- _Work to do_:
In the items below, select and copy every line that contains the word "neck". Case counts.

- _Source records_:
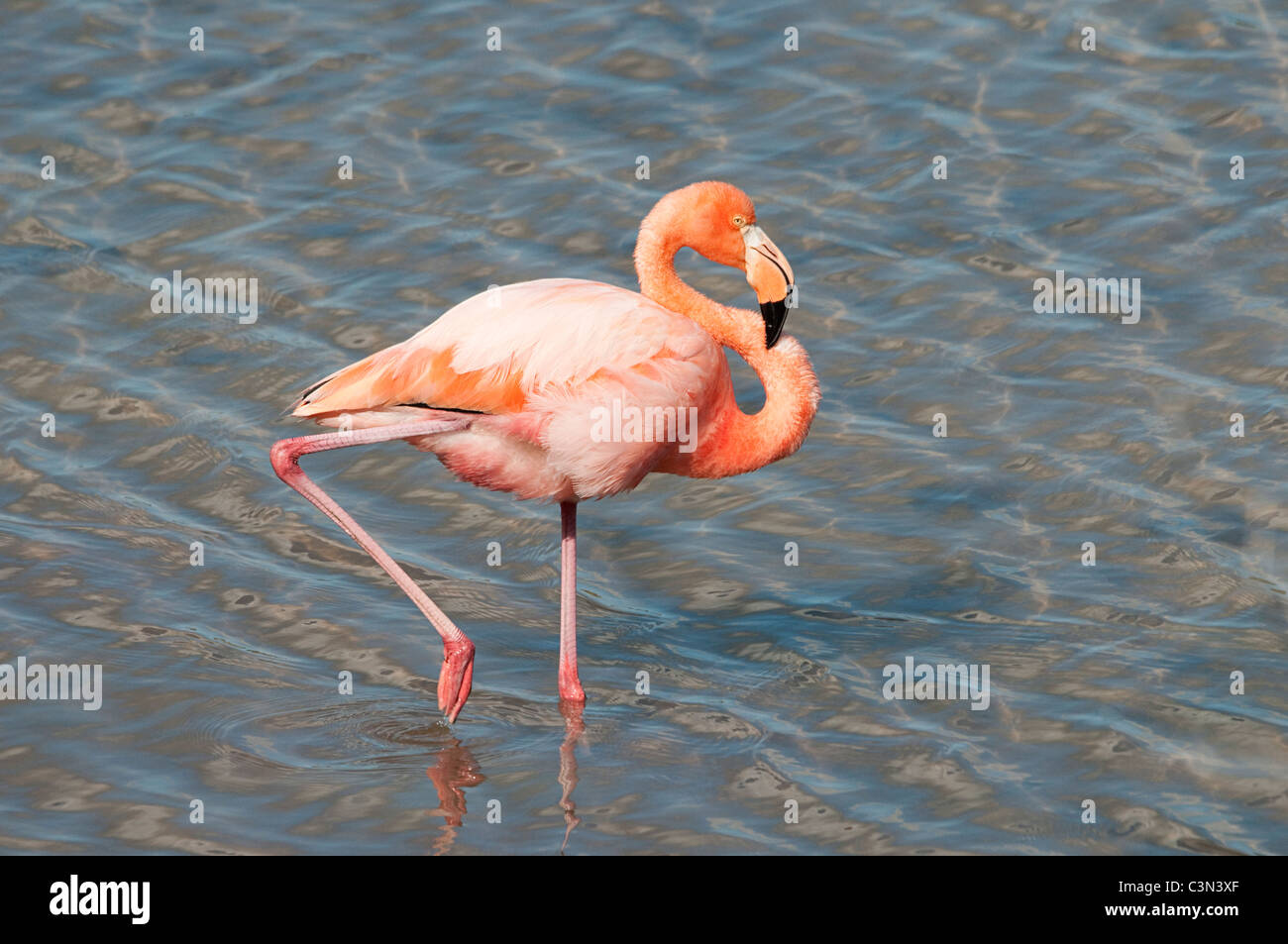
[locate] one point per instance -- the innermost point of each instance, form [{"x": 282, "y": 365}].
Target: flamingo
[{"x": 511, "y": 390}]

* * *

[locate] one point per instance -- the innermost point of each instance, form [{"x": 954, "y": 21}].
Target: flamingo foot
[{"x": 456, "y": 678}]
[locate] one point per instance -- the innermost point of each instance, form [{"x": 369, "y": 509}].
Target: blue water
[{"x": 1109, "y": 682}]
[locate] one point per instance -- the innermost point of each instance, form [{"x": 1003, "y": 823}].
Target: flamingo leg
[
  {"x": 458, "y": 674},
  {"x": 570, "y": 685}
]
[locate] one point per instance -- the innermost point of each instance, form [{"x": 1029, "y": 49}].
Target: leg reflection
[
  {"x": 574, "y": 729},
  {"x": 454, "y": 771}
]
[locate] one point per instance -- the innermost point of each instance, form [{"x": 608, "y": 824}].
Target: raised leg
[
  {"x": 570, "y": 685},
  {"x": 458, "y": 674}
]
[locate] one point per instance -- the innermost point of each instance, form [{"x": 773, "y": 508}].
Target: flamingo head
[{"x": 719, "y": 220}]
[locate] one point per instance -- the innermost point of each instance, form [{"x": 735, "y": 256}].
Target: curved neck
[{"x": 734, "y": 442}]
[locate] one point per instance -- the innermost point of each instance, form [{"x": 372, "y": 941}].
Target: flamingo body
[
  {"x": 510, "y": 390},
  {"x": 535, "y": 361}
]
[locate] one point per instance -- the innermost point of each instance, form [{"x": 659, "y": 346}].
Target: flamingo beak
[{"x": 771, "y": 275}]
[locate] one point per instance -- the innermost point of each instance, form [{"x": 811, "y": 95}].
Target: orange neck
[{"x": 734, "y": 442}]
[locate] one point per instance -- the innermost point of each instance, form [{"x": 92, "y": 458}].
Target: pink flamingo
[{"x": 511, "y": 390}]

- _Result_:
Target: curved neck
Target: orange neck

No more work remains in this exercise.